> [INFORMATION GIVEN]:
________________________________________
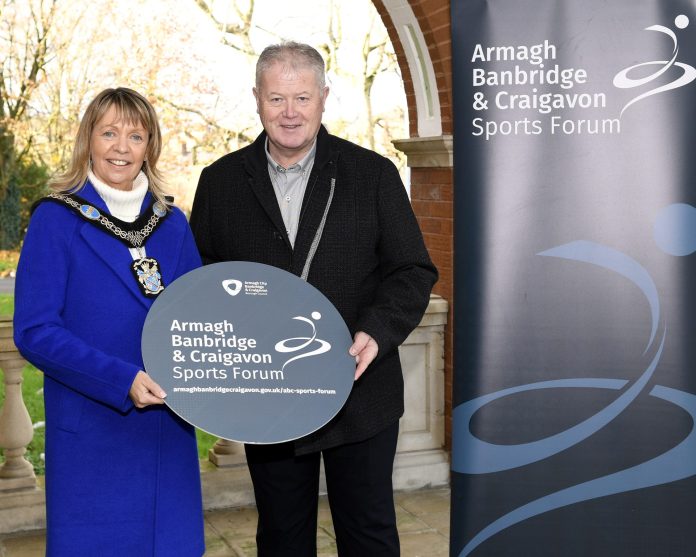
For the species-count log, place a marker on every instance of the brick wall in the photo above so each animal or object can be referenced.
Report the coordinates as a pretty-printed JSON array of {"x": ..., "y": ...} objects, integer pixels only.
[{"x": 432, "y": 188}]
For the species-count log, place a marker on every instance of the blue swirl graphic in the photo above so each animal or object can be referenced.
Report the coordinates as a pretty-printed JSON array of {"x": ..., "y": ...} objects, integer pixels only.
[{"x": 471, "y": 455}]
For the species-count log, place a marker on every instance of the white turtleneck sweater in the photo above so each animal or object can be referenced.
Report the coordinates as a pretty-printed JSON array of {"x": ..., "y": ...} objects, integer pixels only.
[{"x": 124, "y": 205}]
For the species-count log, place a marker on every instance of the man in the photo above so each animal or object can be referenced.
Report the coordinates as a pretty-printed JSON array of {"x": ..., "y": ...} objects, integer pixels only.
[{"x": 303, "y": 200}]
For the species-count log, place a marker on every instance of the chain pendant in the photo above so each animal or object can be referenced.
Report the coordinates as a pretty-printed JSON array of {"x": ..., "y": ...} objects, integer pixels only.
[{"x": 146, "y": 270}]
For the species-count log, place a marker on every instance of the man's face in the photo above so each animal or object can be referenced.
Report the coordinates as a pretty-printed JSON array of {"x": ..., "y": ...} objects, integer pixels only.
[{"x": 290, "y": 104}]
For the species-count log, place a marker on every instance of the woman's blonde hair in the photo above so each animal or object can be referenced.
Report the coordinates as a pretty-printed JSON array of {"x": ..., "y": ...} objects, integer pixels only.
[{"x": 134, "y": 109}]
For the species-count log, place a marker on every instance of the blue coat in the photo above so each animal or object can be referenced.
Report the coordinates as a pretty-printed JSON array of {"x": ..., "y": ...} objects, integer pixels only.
[{"x": 120, "y": 481}]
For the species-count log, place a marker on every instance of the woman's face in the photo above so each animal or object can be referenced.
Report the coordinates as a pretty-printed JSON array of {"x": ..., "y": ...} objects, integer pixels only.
[{"x": 118, "y": 150}]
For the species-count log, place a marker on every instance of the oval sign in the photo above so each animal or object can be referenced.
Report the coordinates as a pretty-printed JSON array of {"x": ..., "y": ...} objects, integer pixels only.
[{"x": 248, "y": 352}]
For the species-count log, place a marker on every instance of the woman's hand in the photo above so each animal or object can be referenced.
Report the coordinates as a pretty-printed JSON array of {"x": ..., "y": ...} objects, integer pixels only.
[{"x": 144, "y": 391}]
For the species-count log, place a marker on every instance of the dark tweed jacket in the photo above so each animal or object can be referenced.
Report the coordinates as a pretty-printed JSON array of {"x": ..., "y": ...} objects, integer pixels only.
[{"x": 371, "y": 263}]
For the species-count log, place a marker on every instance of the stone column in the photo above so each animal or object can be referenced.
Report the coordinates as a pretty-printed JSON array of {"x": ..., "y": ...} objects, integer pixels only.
[
  {"x": 16, "y": 430},
  {"x": 421, "y": 460}
]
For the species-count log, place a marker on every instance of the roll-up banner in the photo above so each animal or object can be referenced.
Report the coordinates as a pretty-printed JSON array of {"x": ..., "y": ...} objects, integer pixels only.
[{"x": 575, "y": 238}]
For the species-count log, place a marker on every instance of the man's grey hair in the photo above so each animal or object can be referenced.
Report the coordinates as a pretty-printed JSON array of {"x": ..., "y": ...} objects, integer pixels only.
[{"x": 294, "y": 56}]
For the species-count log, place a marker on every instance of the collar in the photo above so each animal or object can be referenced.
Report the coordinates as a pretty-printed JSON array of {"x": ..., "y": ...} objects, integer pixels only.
[{"x": 299, "y": 166}]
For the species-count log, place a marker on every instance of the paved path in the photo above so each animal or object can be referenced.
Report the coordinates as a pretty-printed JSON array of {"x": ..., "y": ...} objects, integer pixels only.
[{"x": 423, "y": 521}]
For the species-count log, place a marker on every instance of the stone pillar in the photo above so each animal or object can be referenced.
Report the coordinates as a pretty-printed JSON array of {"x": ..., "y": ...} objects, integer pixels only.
[
  {"x": 421, "y": 460},
  {"x": 16, "y": 430},
  {"x": 227, "y": 453}
]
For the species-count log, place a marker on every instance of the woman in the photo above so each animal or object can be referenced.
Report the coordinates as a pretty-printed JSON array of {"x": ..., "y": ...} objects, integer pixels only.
[{"x": 122, "y": 475}]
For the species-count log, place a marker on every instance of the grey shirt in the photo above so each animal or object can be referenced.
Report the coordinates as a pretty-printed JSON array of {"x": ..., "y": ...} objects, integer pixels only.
[{"x": 289, "y": 185}]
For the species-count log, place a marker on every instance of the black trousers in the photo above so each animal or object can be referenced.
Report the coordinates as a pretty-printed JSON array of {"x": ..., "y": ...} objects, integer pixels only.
[{"x": 359, "y": 485}]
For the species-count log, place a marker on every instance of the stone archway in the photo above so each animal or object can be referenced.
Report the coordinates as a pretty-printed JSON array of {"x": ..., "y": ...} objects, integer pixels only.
[{"x": 420, "y": 32}]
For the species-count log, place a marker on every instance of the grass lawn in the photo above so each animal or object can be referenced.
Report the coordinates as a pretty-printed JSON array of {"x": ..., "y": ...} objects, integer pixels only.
[{"x": 33, "y": 399}]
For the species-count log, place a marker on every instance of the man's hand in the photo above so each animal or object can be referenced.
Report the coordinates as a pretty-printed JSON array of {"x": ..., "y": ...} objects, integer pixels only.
[
  {"x": 144, "y": 391},
  {"x": 365, "y": 350}
]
________________________________________
> [DIRECTION]:
Copy all of the data above word for word, leaving out the pictures.

> [FULL SOLUTION]:
For the species-count log, place a marker on every instance of the brick wall in the photo above so each animal or object can be referenced.
Report the coordinates as a pretty-printed JSON array of {"x": ..., "y": ...} objects, integer pixels only.
[{"x": 432, "y": 188}]
For the species-count log, place a marker on every instance of the blue swirl graphic in the photo above so each animal or object can be referenced.
Report the coordinates as a pretty-printed JSON array of {"x": ..., "y": ...} objects, integer pixels only.
[{"x": 471, "y": 455}]
For the species-count log, place a marker on every instance of the white turtleneck sweater in the photo above so each animal or object can be referenced.
Report the coordinates as a pretty-printed JSON array of {"x": ..., "y": ...} objects, integer pixels only.
[{"x": 124, "y": 205}]
For the species-count log, place a marker on every instance of the man in the photo above so each animal or object can be referenced.
Report the coordinates as a pretty-printed JSON array of {"x": ..., "y": ...} objects, integer pixels only.
[{"x": 303, "y": 200}]
For the species-count log, place a marker on every instance of the chain pendant in the photo above so each animal or object can be referenced.
Report the coordinates as a pretty-printed JSON array of {"x": ..., "y": ...} objects, integer pixels only.
[{"x": 146, "y": 270}]
For the species-count log, place a marker on every instance of the man's face in the photo above so each animal or object can be referenced.
Report the coordinates as a pretty-printed JSON array of {"x": ..., "y": ...} objects, integer pixels only.
[{"x": 290, "y": 104}]
For the species-count log, place a marker on every instance of the woman's blonde hair in the photo above so each animal or object can be referenced.
Report the coordinates as a pretty-printed JSON array of {"x": ..., "y": ...} objects, integer pixels only.
[{"x": 134, "y": 109}]
For the species-count log, place a marker on every instance of the blue coat in the photo above so each animal or object can be referenced.
Report the coordinates as a pretty-printed JSON array of {"x": ..., "y": ...} objects, integer pixels only.
[{"x": 120, "y": 481}]
For the species-count log, place a marker on every instance of the woman's face in the photo above so each animal or object can be referenced.
Report the coordinates as a pretty-printed JSON array of {"x": ..., "y": ...} objects, integer pixels only.
[{"x": 118, "y": 150}]
For the species-count log, place a marker on every instance of the oval sign in the photo above so each animal or object can be referenced.
Report the coordinates as a pretty-printed JSON array of {"x": ..., "y": ...} objects, integer pixels only.
[{"x": 248, "y": 352}]
For the species-count log, place a marker on every instance of the woman's hand in the photo above so each animal or object can be referenced.
Report the coordinates as a pretty-printed JSON array of {"x": ..., "y": ...} objects, integer pixels only.
[{"x": 144, "y": 391}]
For the species-count log, place a marker on every instance of the dark tweed jacket in the photo above so each animal or object can be referenced.
Report the coordinates as a pretty-printed JSON array of {"x": ..., "y": ...} objects, integer pixels only.
[{"x": 371, "y": 263}]
For the species-count log, place a marker on every instance of the stone column in the photo above so each animal or object can be referenced.
Report the coordinates as a pretty-printed JSON array of {"x": ..., "y": ...} objects, integer pixels only.
[
  {"x": 16, "y": 430},
  {"x": 421, "y": 460}
]
For the species-count log, place a marker on every instance of the roll-up banner in the photo above so each animal or object can be referenced.
Report the coordinates as a pretty-printed JSON array of {"x": ..., "y": ...} objects, integer pixels only.
[{"x": 575, "y": 238}]
For the species-count log, place a marker on every instance of the man's grey hair in the photo above so each animal or object can be referenced.
Report the coordinates as a pretty-printed JSON array of {"x": ..., "y": ...} objects, integer pixels only.
[{"x": 294, "y": 56}]
For the species-count log, place a marker on every instance of the collar in the photo above so each animal or object can be referenced.
Report the coordinates as a pretty-printed JSON array of {"x": ..., "y": ...} objects, integer pixels only.
[{"x": 299, "y": 166}]
For the species-count log, place a marker on every instance of the paved path in the photo above so each animal or object can be referenced.
Report the coordinates as a pretty-printed JSON array of {"x": ..., "y": ...} objects, integer pixels only.
[{"x": 423, "y": 521}]
For the species-count log, place a marker on every instance of the stone pillar in the photo above so each animal or object can be referenced.
Report the coordinates as a pretty-printed JSON array of {"x": ..., "y": ...} objects, integer pixels only.
[
  {"x": 421, "y": 460},
  {"x": 16, "y": 430},
  {"x": 227, "y": 453}
]
For the species-count log, place a marker on every instance of the woman in the photo above so each animal or object can be referenced.
Report the coordinates as a pretty-printed JSON array of {"x": ..., "y": ...} objects, integer pixels only.
[{"x": 122, "y": 475}]
For the species-count log, place a marker on every instance of the grey shirt in the photo above so each animal or object can be referenced.
Report the coordinates as a pretty-printed JSON array of {"x": ..., "y": ...} objects, integer pixels only.
[{"x": 289, "y": 185}]
For the species-count log, place a marker on every instance of the black trousers in the photo above so each animal or object can be referenced.
Report the coordinates as a pretty-printed JSON array of {"x": ..., "y": ...} objects, integer pixels only.
[{"x": 359, "y": 485}]
For the species-count log, place a marker on every instance of the stone archway in the photo above so each animal or object can be referenced.
Report the coordinates as a pretty-printed JSON array of {"x": ..., "y": ...} objects, integer pixels only.
[{"x": 420, "y": 32}]
For the species-count log, place a marker on every instance of the grass lawn in the photo above so each animal or object can be referenced.
Report the coordinates as a pretty-printed JSON array of {"x": ..., "y": ...} objects, integer pixels only.
[{"x": 33, "y": 399}]
For the species-count log, place a marker on every instance of the man's hand in the photo above so each animal or object can be referenced.
Report the coordinates as a pretty-printed JSON array of {"x": ..., "y": ...} objects, integer pixels only.
[
  {"x": 144, "y": 391},
  {"x": 365, "y": 350}
]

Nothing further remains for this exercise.